TASK REQUIREMENTS — Reproduce the text of each of the entries below word for word, and omit the pictures from your reply.
----------------
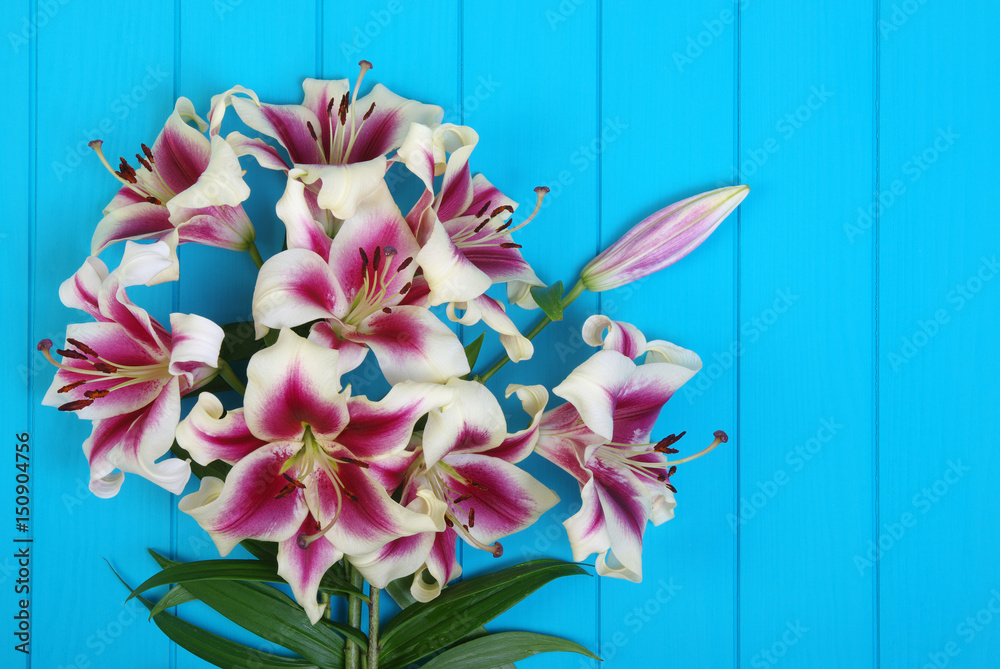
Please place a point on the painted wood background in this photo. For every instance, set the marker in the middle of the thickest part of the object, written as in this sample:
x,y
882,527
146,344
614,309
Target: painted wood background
----------------
RESPONSE TO THE TASK —
Please place a point on the painted wood background in this photo. For every instance, set the marker in the middle of the thickest part of the object, written as in this sample:
x,y
882,527
146,344
614,309
Target: painted wood background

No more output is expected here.